— Work required —
Can you reproduce every one of the records below word for word?

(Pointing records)
· · ·

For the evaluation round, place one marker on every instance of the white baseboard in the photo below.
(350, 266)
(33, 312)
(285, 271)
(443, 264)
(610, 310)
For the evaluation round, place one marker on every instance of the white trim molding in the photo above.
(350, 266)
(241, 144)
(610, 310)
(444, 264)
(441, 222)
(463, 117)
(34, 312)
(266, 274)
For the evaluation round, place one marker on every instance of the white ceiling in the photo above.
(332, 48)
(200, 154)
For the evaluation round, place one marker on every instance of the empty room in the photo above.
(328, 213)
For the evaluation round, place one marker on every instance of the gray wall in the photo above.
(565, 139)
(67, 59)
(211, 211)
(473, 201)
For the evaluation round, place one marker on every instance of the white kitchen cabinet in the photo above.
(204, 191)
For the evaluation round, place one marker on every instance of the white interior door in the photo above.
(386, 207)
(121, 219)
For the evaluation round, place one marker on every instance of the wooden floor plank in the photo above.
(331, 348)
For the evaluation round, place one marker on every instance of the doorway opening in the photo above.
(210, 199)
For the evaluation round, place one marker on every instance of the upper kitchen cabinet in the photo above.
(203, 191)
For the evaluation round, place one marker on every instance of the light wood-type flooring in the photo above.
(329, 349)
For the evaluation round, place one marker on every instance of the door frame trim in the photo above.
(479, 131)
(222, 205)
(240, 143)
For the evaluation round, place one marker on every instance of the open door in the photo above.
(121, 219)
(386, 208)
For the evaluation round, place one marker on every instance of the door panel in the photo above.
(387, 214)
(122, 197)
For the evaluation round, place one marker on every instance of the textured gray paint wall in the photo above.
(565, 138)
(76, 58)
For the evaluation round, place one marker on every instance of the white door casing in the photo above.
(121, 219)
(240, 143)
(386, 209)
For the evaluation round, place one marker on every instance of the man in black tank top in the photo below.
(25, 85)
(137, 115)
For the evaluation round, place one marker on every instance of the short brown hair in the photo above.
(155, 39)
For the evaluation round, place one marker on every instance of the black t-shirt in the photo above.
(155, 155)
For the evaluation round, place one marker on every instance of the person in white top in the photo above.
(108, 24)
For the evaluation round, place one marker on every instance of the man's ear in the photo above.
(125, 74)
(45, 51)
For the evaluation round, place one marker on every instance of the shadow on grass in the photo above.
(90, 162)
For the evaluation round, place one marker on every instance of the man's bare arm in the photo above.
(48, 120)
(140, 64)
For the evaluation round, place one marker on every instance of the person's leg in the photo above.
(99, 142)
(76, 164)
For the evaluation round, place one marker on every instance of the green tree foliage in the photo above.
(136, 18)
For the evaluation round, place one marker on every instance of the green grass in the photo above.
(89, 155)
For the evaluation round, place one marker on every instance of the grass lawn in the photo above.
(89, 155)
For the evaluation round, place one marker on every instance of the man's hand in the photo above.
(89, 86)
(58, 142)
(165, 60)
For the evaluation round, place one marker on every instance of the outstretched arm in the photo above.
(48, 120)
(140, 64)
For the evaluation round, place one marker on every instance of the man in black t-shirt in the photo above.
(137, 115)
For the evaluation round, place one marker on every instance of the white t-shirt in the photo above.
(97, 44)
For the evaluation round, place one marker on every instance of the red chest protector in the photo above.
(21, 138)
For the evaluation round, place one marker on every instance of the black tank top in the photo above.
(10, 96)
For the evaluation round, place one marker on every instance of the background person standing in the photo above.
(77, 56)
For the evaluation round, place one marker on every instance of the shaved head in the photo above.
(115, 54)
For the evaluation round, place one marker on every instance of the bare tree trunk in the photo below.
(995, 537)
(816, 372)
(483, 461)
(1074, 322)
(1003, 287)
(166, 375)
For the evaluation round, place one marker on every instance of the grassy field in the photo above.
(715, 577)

· · ·

— Worked solution —
For the evaluation round, place one marker on every instance of the white baseboard in the photo below.
(350, 266)
(33, 312)
(285, 271)
(443, 264)
(610, 310)
For the evaluation round, place one marker on every instance of the white trim molding in the photo above.
(350, 266)
(241, 144)
(610, 310)
(444, 264)
(441, 222)
(463, 117)
(34, 312)
(266, 274)
For the evaluation round, place one marker on every instance of the white ceiling in the photo above.
(332, 48)
(200, 154)
For the evaluation round, place one marker on every instance of the empty room in the photo above.
(328, 213)
For the evaluation round, place one marker on every instance of the gray wall in the photo above.
(565, 139)
(67, 59)
(211, 211)
(473, 201)
For the evaluation round, place one marker on every instance of the white kitchen cabinet in the photo above.
(204, 191)
For the evaluation round, place one marker on every instance of the white interior door in the photo above.
(386, 207)
(121, 219)
For the evaluation round, place one marker on every instance of the wooden floor plank in the photo above.
(331, 348)
For the evaluation round, place one marker on every instance of the doorway opening in the photo above.
(210, 199)
For the evaluation round, place one marker on every instance of the upper kitchen cabinet in the photo above.
(203, 191)
For the evaluation round, place one marker on every instance of the light wood-type flooring in the photo above.
(329, 349)
For the evaluation round, place one marker on every instance of the door frame trim in the photo above.
(479, 131)
(222, 205)
(240, 143)
For the evaluation round, place one marker on every instance of the open door in the photo above.
(121, 219)
(386, 208)
For the evaluation round, place one marker on every instance of the door panel in the photo above.
(387, 214)
(122, 197)
For the evaluation round, place one marker on every instance of the textured gray paint wall in the photo above.
(565, 138)
(76, 58)
For the evaluation round, place one marker on every instance of the white door casing in the photo above.
(121, 219)
(240, 143)
(386, 209)
For the evaluation round, place one marker on every instance of the man in black tank top in the photo below.
(25, 85)
(137, 115)
For the evaluation round, place one marker on every instance of the short brown hair in the photo above.
(155, 39)
For the evaluation round, place one marker on every instance of the black t-shirt in the photo above.
(155, 155)
For the evaluation round, place one marker on every instance of the person in white top in the photo above.
(108, 24)
For the evaluation round, place one marker on every instance of the man's ear in the photo above.
(125, 74)
(45, 51)
For the evaluation round, place one marker on every instance of the shadow on grass in the photo above.
(90, 162)
For the evaluation round, place one marker on every instance of the man's bare arm in the photo above.
(48, 120)
(140, 64)
For the evaluation round, place one marker on every instance of the person's leg in the photo above.
(99, 142)
(76, 164)
For the evaluation round, place one marker on every instance of the green tree foliage in the photo above.
(136, 18)
For the evaluation round, place one marker on every instance of the green grass in the photo above.
(89, 155)
For the evaluation round, place one marker on every instance of the grass lawn in the photo above.
(89, 155)
For the evaluation round, place one marker on every instance of the man's hand in the photo above.
(89, 86)
(58, 142)
(165, 60)
For the evaluation round, place one marker on every instance of the outstretched arm in the photo above.
(48, 120)
(140, 64)
For the evaluation round, place one marker on every instance of the man in black t-shirt in the photo above.
(137, 115)
For the evaluation round, place one marker on every instance of the white t-shirt in the photo above.
(97, 44)
For the evaluation round, place one marker on every instance of the red chest protector in the photo above.
(21, 138)
For the evaluation round, place one marker on every instance of the black tank top in the photo above.
(10, 96)
For the evaluation round, place one marker on every instance of the background person standing in the photo above.
(77, 56)
For the evaluation round, place one marker on every instance of the shaved head in the photo above.
(115, 54)
For the evaluation round, place one marker on every instance of the bare tree trunk in the photo below.
(995, 537)
(816, 372)
(483, 461)
(1074, 322)
(1003, 287)
(166, 375)
For the evaluation round, place one marker on every instance of the grassy field in the photo above.
(715, 577)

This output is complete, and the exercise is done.